On Divorce, and All the Trimmings

I am what is known as the product of divorce. As melodramatic as that sounds, it just means I grew up with my parents in two separate homes. I wasn’t the victim of endless screaming matches and custody battles, although I believe there were both. I’m not scarred from being caught in the middle or being unduly spoiled or missing out on quality time, although I believe all those things have been true at one time or another. The truth is that the divorce and its trappings were over before I was old enough to remember that any of it was happening at all.

As a kid in primary school, we had a bit of a club. The divorced parents club. And it wasnt sparsely attended, lets put it that way. It never occured to me that it was something to be sad about, to lament in any way. Just as some people had rich parents, or some people had strict ones, some people had divorced ones. When I got to high school, and started visiting other friends houses, I suddenly realised for the first time that having a family structure was something worth having, something to be proud of,  and yet something I didn’t and couldn’t have.

Compared to others, I was lucky. My folks could bear to be in the same room together, could have a decent conversation which didn’t only include the times I was being dropped off or picked up, and much to the surprise of my fellow club members in primary school, could take me out for the day together, and we’d all have a really nice time. I nearly got my membership card revoked. In fact, while I never remember actively wishing they were together, it took me until age 14 to work out why they were even apart.

Exercise 1. Pick out and copy every line of the listing that contains the string "throw". Match case exactly.

Supplied records.
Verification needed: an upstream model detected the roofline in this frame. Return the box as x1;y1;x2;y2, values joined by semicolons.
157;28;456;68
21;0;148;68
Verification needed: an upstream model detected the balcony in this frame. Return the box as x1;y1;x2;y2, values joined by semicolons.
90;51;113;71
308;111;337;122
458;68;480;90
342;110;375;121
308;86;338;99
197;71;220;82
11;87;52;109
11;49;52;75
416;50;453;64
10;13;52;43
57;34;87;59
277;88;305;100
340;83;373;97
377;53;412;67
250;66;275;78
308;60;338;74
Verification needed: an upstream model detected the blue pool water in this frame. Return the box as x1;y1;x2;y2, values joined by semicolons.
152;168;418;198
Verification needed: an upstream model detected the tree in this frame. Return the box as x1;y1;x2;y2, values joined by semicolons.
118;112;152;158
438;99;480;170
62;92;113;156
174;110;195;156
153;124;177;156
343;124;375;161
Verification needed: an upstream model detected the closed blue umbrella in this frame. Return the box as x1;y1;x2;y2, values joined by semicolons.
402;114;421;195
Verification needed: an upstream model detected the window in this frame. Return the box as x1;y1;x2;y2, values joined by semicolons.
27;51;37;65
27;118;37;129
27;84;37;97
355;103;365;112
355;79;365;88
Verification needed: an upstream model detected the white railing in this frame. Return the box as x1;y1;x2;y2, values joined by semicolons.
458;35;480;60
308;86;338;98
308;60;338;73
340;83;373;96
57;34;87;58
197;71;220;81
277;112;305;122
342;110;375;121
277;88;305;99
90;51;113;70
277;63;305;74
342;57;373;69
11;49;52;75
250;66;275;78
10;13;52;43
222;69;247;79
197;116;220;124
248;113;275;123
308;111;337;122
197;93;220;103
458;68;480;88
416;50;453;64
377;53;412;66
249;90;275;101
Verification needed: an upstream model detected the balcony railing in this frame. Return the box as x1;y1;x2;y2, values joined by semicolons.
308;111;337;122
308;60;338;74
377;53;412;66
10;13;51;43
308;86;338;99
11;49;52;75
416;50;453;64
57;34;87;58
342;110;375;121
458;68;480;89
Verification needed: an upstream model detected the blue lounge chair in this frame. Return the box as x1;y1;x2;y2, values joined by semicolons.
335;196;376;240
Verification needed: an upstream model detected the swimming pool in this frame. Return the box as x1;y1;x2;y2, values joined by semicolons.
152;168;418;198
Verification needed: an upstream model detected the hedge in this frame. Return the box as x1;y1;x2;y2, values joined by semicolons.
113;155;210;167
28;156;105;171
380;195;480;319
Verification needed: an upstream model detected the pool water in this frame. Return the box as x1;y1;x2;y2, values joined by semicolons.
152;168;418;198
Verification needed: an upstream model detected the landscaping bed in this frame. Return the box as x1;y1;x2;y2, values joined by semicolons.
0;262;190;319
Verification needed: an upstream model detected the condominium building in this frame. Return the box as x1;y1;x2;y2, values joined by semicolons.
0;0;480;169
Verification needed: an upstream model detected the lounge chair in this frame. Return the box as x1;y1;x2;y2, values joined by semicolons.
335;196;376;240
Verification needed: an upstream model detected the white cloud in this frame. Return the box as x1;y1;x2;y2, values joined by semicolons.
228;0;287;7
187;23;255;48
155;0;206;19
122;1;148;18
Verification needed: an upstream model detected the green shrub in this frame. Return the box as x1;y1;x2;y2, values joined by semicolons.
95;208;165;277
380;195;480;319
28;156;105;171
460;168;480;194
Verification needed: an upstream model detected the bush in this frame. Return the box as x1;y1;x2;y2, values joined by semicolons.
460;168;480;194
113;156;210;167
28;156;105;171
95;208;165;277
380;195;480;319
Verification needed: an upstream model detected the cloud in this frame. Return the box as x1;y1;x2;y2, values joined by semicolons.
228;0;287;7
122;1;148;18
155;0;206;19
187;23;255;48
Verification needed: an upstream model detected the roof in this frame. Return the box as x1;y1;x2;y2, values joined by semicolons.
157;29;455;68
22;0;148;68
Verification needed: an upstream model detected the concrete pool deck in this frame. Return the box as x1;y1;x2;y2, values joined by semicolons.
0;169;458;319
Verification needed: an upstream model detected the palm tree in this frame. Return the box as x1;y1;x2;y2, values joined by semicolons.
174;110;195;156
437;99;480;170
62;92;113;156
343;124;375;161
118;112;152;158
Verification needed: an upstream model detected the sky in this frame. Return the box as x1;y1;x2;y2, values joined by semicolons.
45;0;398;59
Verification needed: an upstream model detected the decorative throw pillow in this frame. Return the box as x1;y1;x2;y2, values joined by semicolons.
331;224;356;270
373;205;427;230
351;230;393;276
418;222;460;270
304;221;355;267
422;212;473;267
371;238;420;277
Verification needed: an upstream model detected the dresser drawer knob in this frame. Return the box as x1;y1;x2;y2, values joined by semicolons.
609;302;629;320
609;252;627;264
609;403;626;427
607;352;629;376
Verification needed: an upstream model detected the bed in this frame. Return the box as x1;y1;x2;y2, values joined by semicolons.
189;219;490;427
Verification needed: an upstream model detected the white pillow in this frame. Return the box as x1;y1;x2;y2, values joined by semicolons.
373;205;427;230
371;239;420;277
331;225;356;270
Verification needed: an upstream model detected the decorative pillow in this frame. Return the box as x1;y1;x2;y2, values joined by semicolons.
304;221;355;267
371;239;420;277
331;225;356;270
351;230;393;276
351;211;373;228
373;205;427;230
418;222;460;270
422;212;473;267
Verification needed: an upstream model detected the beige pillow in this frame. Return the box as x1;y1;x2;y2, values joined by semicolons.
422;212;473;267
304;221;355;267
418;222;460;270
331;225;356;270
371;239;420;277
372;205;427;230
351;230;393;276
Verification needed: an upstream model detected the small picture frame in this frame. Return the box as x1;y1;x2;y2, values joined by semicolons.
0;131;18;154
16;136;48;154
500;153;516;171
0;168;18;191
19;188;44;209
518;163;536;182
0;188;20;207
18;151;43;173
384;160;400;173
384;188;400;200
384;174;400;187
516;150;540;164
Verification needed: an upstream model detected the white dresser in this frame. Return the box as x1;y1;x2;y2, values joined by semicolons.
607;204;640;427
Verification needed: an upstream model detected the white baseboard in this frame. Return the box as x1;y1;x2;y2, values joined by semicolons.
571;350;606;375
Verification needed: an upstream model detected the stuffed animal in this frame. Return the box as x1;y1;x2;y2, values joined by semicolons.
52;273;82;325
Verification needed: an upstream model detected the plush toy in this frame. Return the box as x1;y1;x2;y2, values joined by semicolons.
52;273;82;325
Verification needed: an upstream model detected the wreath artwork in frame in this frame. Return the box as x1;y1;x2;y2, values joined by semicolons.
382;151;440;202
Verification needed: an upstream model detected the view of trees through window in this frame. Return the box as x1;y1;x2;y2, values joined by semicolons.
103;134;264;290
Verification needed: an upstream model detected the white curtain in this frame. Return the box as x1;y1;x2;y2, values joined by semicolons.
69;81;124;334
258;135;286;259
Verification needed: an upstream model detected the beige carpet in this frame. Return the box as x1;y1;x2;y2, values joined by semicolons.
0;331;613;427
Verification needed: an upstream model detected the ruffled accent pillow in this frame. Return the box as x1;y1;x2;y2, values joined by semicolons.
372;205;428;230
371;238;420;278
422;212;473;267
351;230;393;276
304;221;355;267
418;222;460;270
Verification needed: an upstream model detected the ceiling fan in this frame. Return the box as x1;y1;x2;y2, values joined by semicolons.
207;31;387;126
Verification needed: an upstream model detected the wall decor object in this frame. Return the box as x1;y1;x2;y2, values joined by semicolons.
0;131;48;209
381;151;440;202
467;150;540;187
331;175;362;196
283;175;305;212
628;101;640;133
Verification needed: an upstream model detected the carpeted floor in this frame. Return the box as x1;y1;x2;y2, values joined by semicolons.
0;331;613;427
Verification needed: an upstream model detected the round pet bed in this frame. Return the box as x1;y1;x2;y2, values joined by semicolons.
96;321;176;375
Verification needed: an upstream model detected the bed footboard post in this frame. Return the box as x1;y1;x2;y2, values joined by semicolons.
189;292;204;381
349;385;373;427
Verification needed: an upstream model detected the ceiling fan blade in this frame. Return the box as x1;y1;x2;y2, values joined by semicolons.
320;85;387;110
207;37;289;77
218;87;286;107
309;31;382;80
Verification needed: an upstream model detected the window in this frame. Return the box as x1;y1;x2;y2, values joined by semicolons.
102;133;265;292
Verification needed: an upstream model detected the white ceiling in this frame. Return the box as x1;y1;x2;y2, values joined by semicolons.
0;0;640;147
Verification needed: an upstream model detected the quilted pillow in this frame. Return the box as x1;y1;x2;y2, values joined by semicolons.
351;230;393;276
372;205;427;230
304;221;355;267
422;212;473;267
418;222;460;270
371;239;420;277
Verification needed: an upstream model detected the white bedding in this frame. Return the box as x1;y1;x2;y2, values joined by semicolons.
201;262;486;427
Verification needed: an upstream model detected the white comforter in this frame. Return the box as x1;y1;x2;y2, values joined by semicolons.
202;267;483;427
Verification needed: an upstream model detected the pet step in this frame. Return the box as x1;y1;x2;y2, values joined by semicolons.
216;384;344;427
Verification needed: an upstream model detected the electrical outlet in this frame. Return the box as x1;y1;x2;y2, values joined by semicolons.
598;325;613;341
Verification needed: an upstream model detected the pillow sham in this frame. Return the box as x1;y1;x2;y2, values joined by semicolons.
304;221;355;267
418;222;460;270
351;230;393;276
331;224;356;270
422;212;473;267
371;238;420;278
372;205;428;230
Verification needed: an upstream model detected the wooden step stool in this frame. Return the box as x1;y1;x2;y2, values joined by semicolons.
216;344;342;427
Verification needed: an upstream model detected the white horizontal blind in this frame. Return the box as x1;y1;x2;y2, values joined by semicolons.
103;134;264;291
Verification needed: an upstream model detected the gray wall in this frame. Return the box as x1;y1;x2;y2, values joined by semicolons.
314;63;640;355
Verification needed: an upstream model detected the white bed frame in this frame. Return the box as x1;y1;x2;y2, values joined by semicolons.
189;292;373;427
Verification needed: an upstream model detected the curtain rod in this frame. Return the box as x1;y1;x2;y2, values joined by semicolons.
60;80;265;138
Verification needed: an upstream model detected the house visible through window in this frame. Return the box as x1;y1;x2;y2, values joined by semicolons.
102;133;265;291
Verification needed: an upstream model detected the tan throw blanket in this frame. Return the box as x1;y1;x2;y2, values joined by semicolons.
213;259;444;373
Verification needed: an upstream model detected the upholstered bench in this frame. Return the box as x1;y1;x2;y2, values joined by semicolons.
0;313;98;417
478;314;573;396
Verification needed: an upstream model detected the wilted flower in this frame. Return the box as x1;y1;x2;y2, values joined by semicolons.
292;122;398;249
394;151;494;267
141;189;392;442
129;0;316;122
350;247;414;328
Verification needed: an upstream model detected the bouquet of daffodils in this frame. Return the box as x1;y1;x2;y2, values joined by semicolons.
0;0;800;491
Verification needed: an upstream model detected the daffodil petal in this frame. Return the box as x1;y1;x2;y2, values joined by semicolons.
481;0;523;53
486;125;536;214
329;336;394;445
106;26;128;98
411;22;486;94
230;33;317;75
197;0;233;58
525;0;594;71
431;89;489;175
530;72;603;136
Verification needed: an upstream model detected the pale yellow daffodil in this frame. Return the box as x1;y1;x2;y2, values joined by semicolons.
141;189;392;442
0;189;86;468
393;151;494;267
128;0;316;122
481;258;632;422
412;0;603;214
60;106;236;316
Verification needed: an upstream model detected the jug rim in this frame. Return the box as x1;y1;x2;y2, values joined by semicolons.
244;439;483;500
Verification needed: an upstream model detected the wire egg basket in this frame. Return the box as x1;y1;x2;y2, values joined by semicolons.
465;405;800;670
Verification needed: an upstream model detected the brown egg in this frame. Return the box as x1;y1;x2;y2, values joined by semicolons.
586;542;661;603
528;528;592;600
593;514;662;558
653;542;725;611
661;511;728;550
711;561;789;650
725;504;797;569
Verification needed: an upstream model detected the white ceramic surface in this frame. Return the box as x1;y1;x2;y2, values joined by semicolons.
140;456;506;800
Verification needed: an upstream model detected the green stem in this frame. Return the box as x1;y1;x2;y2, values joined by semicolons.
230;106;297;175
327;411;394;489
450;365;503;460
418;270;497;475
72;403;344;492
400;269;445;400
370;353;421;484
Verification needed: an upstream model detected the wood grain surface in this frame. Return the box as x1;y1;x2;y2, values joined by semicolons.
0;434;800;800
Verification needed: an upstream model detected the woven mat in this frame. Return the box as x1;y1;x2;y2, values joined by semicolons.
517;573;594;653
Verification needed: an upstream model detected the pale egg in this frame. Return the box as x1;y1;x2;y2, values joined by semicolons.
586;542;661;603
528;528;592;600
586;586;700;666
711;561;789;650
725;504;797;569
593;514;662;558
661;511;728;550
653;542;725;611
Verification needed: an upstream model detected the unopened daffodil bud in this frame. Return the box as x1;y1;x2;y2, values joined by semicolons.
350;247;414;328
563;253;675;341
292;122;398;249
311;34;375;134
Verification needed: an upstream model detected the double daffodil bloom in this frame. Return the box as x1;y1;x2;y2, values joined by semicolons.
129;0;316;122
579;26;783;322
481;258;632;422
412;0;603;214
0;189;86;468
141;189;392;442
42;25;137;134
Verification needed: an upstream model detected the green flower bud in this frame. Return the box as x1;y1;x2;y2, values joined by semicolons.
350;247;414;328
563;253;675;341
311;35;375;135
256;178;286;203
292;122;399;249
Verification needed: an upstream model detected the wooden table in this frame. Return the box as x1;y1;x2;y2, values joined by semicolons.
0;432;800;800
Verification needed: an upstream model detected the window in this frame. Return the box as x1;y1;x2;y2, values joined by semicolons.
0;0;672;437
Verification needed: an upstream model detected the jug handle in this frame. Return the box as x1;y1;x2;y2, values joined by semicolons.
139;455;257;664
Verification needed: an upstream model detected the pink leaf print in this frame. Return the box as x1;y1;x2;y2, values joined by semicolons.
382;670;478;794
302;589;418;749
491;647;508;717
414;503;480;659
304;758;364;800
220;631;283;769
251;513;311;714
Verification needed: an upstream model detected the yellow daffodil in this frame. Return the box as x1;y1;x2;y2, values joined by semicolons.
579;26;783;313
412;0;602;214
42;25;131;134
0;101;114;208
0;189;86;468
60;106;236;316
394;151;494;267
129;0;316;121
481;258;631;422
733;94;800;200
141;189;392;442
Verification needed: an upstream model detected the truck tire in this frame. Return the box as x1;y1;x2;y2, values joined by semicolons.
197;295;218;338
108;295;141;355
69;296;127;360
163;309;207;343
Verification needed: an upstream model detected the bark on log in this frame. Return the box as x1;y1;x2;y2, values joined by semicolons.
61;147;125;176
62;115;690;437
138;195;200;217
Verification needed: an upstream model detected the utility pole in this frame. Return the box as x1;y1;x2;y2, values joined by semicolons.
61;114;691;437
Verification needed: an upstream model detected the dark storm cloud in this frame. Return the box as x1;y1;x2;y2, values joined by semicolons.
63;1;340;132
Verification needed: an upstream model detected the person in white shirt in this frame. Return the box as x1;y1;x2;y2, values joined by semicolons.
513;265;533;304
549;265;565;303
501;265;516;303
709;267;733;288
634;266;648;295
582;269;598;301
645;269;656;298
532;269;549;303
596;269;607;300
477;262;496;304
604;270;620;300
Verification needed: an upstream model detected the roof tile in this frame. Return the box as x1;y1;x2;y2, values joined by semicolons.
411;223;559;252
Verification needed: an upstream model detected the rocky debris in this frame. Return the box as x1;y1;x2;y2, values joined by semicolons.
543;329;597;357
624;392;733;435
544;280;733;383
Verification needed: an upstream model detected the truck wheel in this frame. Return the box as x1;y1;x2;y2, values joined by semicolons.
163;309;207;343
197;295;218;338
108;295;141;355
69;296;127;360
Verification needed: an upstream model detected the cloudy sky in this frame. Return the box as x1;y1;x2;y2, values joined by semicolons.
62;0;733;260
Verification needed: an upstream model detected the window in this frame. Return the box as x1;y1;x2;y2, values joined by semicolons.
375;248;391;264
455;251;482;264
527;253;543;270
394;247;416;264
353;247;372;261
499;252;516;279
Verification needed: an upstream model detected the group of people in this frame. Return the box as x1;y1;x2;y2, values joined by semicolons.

Exercise 2.
Answer these questions from the essay on divorce:
(a) What was the primary school club called?
(b) At what age did the narrator work out why the parents were apart?
(c) What was the narrator doing when they first realized a family structure was worth having?

Reply 1.
Verification needed: an upstream model detected the decorative throw pillow in this frame. Return the box as x1;y1;x2;y2, values joined by semicolons.
Verification needed: an upstream model detected the tan throw blanket in this frame. Return the box as x1;y1;x2;y2, values joined by semicolons.

Reply 2.
(a) The divorced parents club.
(b) Age 14.
(c) The narrator had gotten to high school and started visiting other friends' houses.